Texte fourni:
Pour faire de l’audience, de la fréquentation, il suffit parfois de « faire son Zemmour ». D’agiter de grands thèmes, de remuer les mémoires (celle des deux vetos de De Gaulle à l’entrée du Royaume-Uni dans la Communauté européenne) en agitant bien fort les mains (plus celle, de bois, de l’adjudant-major Danjou, de la Légion étrangère). La relance de l’adhésion de la Turquie à l’Union européenne, par David Cameron, Premier ministre britannique, en fournit un bon prétexte. Tentons, même si ce qui suit est totalement partisan, et même franc-tireur, de ne pas trop en faire…


Zemmour n’est certes pas qu’un pitre : ses rappels que la Résistance fut tout autant le fait, dès ses débuts, de « réacs » antisémites (le terme est à nuancer) que des MOI, « juifs » ou non, ceux de l’Affiche rouge, ne sont pas tout à fait farfelus. Il vaut bien maints « nouveaux philosophes » et ses réflexions surpassent souvent, par leur pertinence, leurs plaidoyers pour eux-mêmes et l’obscurité chantournée de leurs thèmes et antiennes. Il « cause bien », et puisque ce qui suit adopte le ton de la « causerie radiophonique », on pourra y trouver des similitudes, des tics, et des ressorts faciles qu’il ne dédaigne pas. Faire « son » Zemmour au petit pied dans le plat de la viande hallal (mais aussi casher et dans celui d’oublie, ou d’hostie), c’est très difficile d’y échapper. Lorsqu’il s’agit d’aborder un sujet aussi controversé que l’adhésion de la Turquie à l’Union européenne, on finit toujours malgré soi par faire de l’omelette en marchant sur des œufs.

Extraits des entrées:
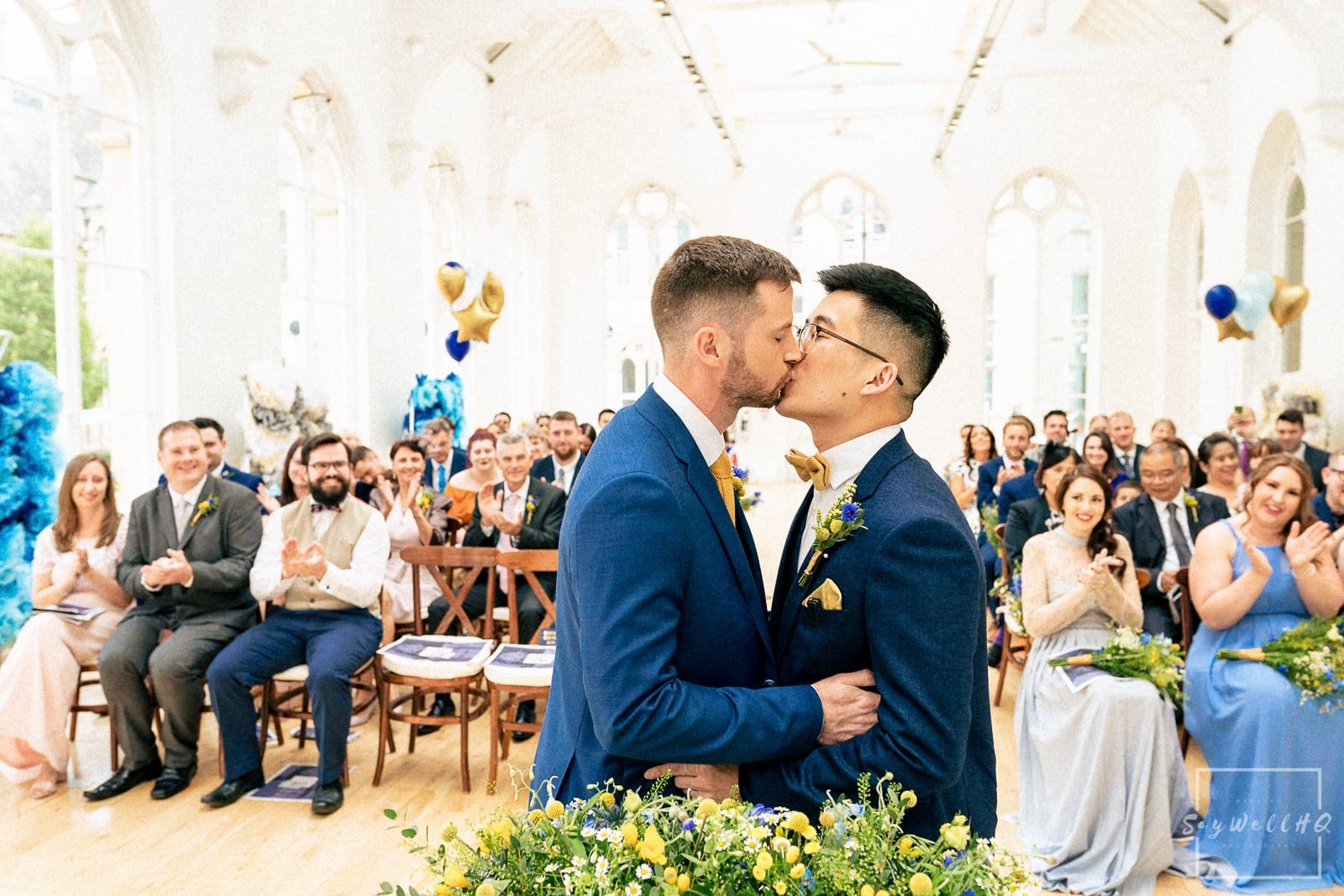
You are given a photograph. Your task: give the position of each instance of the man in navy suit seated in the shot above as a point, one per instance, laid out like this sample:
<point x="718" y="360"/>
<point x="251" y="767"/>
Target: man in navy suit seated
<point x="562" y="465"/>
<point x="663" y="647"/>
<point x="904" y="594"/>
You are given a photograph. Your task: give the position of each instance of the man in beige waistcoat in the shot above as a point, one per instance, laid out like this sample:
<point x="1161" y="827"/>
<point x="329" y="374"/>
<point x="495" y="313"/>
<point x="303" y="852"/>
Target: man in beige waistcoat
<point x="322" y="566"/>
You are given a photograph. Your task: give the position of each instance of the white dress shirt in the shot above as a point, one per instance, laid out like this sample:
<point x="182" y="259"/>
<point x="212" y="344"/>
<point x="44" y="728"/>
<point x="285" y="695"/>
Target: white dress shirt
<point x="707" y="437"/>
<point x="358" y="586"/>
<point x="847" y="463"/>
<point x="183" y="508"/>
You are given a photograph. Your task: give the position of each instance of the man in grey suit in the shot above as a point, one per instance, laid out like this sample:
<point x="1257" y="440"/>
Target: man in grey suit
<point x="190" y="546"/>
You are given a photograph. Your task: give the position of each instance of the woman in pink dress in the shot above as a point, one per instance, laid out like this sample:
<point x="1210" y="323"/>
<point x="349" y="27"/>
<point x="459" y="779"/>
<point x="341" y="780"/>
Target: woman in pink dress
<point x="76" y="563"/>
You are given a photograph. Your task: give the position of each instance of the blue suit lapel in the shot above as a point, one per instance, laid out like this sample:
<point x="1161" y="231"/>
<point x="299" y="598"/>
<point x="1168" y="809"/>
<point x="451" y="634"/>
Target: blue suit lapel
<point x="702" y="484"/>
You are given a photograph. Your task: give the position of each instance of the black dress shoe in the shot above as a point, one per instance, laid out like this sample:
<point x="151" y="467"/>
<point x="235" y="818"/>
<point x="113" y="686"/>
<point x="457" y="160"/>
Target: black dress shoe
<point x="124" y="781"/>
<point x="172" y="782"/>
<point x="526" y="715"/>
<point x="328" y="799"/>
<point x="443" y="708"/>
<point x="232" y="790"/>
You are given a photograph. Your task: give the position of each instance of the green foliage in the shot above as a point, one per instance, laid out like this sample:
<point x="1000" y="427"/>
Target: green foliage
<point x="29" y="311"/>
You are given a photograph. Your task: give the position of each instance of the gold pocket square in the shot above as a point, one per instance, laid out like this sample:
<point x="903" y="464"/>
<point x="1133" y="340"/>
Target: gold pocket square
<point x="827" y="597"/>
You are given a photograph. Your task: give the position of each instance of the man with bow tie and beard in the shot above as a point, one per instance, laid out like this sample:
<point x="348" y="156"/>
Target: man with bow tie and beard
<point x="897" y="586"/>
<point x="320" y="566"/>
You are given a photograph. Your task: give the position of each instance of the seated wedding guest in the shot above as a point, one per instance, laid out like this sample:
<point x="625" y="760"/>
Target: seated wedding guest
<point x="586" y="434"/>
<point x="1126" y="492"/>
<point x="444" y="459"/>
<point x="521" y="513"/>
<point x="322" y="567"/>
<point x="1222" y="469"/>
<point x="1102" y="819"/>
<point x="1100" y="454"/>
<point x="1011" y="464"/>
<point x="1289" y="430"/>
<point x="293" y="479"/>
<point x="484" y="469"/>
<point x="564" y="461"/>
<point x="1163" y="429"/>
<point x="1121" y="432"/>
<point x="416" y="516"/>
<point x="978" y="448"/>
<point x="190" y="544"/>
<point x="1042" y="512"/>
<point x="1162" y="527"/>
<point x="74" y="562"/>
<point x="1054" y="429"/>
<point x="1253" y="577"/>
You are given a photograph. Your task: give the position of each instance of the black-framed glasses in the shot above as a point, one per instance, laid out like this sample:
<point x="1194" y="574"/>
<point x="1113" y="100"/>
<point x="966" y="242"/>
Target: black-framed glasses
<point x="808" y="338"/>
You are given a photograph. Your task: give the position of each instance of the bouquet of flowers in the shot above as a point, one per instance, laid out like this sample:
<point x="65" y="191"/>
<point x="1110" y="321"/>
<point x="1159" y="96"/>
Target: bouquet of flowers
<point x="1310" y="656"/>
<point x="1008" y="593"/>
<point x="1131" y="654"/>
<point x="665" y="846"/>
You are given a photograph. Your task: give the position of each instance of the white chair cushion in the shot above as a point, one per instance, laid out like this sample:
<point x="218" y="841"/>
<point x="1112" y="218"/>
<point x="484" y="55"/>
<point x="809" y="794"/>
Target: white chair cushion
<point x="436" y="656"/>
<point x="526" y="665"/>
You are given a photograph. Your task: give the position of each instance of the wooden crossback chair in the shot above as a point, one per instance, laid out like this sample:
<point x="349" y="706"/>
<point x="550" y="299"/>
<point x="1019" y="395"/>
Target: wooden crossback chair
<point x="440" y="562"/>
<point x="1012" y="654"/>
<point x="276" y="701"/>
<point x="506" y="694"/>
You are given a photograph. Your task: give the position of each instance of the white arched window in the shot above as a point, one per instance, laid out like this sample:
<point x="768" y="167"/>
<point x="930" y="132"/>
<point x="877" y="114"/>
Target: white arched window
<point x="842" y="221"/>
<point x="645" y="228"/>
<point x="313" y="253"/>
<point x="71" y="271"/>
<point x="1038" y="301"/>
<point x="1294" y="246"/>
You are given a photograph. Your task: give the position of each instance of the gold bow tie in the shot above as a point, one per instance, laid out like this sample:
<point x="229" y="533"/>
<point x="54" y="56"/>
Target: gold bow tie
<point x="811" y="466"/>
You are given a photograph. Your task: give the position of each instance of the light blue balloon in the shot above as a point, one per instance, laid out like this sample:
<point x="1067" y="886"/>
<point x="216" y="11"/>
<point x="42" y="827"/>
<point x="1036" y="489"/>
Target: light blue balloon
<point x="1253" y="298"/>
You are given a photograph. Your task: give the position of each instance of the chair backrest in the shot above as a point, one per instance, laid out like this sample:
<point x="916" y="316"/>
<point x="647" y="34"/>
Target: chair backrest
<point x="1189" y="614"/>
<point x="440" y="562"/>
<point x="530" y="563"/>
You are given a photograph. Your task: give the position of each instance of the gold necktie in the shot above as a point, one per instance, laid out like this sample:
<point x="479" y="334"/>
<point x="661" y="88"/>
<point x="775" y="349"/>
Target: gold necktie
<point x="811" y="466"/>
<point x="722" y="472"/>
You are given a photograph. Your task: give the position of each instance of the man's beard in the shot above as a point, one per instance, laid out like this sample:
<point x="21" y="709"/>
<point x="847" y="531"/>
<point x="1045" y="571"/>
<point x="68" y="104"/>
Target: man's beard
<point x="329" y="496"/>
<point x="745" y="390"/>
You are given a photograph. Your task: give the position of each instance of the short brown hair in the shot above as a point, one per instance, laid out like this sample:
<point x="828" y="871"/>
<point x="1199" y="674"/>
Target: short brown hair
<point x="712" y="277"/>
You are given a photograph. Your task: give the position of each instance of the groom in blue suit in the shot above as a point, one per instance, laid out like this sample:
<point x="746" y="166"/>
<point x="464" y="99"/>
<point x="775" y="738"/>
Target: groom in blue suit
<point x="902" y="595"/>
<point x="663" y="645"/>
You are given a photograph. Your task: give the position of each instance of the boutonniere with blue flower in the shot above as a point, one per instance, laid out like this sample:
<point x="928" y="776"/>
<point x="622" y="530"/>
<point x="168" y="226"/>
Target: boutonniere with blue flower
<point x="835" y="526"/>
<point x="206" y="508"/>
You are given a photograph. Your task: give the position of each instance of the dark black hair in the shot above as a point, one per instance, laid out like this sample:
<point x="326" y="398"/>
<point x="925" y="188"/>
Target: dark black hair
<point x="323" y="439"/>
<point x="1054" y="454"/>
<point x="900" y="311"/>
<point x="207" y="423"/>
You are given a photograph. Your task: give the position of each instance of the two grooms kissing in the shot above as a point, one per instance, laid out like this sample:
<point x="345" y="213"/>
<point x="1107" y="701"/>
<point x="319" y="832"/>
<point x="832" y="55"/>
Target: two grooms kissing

Détails de la tâche: Rédigez la suite du texte consacré à l'adhésion de la Turquie à l'Union européenne, en reprenant juste après sa dernière phrase.

Résultat ci-dessous:
Je ne suis pas Zemmour, que je salue confraternellement au passage car il reste quand même un peu plus journaliste qu’un Coluche, pourtant fort soucieux de s’informer, ne serait-ce que parce que très nombreux sont ceux sachant, ou croyant savoir « où se situe » Zemmour, tandis que je suis moi-même parfois bien incapable de camper mes propres positions et convictions fluctuantes. La moindre d’entre elles est que l’audiovisuel m’agace par son omniprésence, et que si je reconnais qu’il est irremplaçable parfois, qu’une bonne illustration vaut souvent un discours, rien ne remplace le verbatim pour se fonder une opinion plus distanciée. Aussi, tout en signalant l’excellent site de l’Europan Navigator (l’autre Ena, mais luxembourgeoise), et son excellent dossier sur la conférence de presse du général (RTL, 15 janvier 1963), je préfère vous renvoyer au moins « neutre » Gaullisme.net. Vous y trouverez aussi un extrait textuel de la conférence de presse du 21 février 1966, et on ne peut ainsi saisir l’allusion de David Cameron au défunt président français sans en prendre, aussi, connaissance. Tant qu’à faire parler les morts, autant leur rendre la parole.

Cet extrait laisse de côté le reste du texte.